Fragment do przeczytania
++++++++
Tłumacz

14 sierpnia 2020

Świątynia Skrzyżowanych Dłoni

  W Huanuco, w Andach, znajduje się drugi pod względem wieku znany nauce ośrodek kulturowy na Półkuli Zachodniej. Nazywa się Kotosh i słynie ze Świątyni Skrzyżowanych Dłoni. Trzeba przyznać, że jest mniej imponujący niż Caral, póki co dzierżący w tym rejonie Świata palmę pierwszeństwa jeśli chodzi o starożytność konstrukcji.
   Jest też dużo mniej ekscytujący.
   Oraz nieznany.
Swiątynia Skrzyżowanych Dłoni
   Bardzo niewielu turystów, naukowców czy popularyzatorów nauki tu dociera. A jeśli już dotrą – to jeśli nie wiedzą, czego szukają skwitują to jak niejaki Erich von Daniken, który, owszem, Huanuco odwiedził, ale zaszczycił je tylko jednym zdaniem w swoich książkach – że nie ma tam nic ciekawego.
++++++++
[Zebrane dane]
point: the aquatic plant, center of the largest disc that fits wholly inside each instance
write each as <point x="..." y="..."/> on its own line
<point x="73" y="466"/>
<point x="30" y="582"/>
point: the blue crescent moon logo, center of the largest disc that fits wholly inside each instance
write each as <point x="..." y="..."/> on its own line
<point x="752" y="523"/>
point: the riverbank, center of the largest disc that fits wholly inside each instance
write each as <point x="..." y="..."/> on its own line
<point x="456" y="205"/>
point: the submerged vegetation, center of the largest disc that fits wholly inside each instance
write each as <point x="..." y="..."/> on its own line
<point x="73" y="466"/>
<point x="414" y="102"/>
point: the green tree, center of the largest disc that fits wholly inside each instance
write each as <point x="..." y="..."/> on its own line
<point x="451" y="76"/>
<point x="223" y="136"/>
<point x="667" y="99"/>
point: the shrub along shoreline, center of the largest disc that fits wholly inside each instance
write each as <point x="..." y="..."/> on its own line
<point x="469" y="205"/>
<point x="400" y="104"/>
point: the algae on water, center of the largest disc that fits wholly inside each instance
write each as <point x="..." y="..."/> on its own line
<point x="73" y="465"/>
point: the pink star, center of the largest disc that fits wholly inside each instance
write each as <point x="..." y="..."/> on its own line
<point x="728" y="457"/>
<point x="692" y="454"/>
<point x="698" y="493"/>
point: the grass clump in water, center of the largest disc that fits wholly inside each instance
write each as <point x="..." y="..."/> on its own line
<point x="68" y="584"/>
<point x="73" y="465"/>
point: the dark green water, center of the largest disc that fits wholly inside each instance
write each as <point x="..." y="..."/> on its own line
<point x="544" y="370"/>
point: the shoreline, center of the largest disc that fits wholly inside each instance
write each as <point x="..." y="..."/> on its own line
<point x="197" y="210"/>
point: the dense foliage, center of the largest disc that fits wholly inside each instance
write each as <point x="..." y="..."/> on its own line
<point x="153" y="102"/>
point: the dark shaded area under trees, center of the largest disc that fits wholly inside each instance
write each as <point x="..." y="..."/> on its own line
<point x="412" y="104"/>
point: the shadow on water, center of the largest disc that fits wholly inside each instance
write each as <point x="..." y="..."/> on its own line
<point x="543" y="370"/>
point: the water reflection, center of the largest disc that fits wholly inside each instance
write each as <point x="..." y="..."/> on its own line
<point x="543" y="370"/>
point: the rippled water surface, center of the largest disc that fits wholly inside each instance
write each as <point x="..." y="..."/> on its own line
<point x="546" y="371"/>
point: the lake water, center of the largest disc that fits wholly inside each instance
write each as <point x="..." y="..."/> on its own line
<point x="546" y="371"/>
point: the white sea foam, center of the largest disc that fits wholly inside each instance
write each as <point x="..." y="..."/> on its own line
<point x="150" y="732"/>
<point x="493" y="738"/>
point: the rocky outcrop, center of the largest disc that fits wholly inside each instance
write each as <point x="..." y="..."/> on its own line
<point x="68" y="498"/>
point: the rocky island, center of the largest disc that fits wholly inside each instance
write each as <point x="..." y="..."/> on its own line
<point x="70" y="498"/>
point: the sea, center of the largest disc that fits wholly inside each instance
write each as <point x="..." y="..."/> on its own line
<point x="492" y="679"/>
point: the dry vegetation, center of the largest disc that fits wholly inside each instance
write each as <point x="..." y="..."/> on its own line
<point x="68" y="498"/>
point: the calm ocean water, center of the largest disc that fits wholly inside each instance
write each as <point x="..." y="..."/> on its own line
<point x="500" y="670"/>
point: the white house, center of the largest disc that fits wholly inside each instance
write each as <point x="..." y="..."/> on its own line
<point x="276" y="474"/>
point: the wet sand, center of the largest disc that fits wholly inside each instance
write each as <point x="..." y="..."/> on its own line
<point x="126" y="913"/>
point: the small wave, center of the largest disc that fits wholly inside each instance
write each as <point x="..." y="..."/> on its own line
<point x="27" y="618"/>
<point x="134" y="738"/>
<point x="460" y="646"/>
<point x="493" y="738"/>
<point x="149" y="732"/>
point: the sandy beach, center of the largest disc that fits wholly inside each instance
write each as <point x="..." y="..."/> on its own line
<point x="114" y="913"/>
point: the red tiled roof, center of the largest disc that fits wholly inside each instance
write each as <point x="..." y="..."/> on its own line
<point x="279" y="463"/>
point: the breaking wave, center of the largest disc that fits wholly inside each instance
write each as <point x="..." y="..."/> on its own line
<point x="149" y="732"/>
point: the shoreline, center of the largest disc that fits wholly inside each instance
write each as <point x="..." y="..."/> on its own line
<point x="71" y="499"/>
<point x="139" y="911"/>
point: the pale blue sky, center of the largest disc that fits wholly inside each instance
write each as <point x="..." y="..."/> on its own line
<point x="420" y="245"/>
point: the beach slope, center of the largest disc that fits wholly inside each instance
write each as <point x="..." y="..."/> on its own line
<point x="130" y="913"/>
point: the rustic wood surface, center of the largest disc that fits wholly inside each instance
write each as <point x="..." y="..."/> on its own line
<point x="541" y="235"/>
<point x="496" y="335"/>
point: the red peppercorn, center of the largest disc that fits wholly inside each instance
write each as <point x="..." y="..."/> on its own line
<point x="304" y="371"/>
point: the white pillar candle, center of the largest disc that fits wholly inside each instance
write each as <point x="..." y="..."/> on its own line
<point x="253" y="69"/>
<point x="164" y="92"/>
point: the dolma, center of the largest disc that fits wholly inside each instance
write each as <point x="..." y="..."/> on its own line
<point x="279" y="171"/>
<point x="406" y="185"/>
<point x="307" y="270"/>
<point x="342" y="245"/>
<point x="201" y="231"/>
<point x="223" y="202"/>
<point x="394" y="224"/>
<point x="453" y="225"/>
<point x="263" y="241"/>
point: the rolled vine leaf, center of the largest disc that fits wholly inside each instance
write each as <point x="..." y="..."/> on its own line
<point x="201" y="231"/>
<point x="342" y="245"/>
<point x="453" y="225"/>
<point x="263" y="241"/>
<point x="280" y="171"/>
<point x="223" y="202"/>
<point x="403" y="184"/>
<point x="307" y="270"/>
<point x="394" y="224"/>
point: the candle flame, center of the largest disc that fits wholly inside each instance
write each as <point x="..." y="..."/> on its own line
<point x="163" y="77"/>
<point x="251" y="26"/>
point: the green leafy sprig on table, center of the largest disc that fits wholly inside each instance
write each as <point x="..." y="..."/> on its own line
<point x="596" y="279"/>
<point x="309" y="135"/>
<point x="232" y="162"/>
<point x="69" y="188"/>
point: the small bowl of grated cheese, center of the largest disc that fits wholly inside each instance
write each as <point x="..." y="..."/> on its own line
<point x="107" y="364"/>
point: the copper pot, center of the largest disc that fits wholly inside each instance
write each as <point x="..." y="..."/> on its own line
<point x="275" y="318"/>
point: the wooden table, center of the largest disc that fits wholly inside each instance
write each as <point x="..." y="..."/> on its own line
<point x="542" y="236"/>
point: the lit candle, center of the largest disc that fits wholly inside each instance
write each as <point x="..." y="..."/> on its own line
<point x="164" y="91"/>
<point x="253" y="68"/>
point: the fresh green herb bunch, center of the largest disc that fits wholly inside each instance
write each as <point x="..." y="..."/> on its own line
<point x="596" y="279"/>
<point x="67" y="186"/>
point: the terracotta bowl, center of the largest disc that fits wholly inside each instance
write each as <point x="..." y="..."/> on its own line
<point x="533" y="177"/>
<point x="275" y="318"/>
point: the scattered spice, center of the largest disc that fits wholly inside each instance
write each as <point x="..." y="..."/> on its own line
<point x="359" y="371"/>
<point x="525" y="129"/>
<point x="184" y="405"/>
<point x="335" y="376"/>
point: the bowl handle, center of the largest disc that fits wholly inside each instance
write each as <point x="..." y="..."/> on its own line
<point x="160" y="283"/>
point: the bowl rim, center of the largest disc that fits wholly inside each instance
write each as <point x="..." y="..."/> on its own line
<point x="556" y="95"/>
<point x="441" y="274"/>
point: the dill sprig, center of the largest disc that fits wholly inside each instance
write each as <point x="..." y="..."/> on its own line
++++++++
Zadanie 1
Wypisz z tekstu o Świątyni Skrzyżowanych Dłoni cały fragment od słów „W Huanuco, w” aż po słowa „dużo mniej ekscytujący.”.
Zadanie 2
Który ośrodek według tekstu o Świątyni Skrzyżowanych Dłoni dzierży w tym rejonie świata palmę pierwszeństwa pod względem starożytności konstrukcji?
Zadanie 3
Poprowadź dalej tekst o Świątyni Skrzyżowanych Dłoni, zaczynając po ostatnim zdaniu.

Wynik zadania 1
W Huanuco, w Andach, znajduje się drugi pod względem wieku znany nauce ośrodek kulturowy na Półkuli Zachodniej. Nazywa się Kotosh i słynie ze Świątyni Skrzyżowanych Dłoni. Trzeba przyznać, że jest mniej imponujący niż Caral, póki co dzierżący w tym rejonie Świata palmę pierwszeństwa jeśli chodzi o starożytność konstrukcji.
   Jest też dużo mniej ekscytujący.

Wynik zadania 2
Caral.

Wynik zadania 3
   Faktycznie, trudno dostrzec tam ślady kosmitów (widocznie dopiero później przylecieli by uczyć miejscowych jak budować megality, uprawiać kukurydzę, strzyc lamy et cetera, et cetera) czy Atlantów – malowidła poprzedzające rewolucję neolityczną poukrywane są w jaskiniach, same ruiny wyglądają jak... niezbyt imponujące ruiny, ogólnie, takie to trochę mało atrakcyjne.
  Choć owszem, zdarzają się tam niewielkie tajemnice – ale o tym za chwilę. Bo – żeby było ciekawiej narracyjnie – jeszcze tam nie dotarliśmy.
   Na razie siedzieliśmy na dachu parchatego hostelu w Tingo Maria i piliśmy rum. Hostel kiedyś nazywał się "California", jak z piosenki The Eagels, i taki właśnie miał klimat – choć pokoje były malutkie a schody wąskie i strome (poza tym nikt nie tańczył i nie podawał różowego szampana w lodzie, a "smells of colitos" pozostawię in pectore). Zaszło już słońce i główna ulica-bazar miasteczka powoli się wyludniała. Wkrótce też – szybciej niż byśmy chcieli – wilgotny skwar dnia przeszedł w orzeźwiający chłód podgórskiej nocy. Nagle na dole – pomiędzy zamkniętymi już budkami straganów rozległy się krzyki:
   - Złodziej! Złodziej! Łapaj złodzieja!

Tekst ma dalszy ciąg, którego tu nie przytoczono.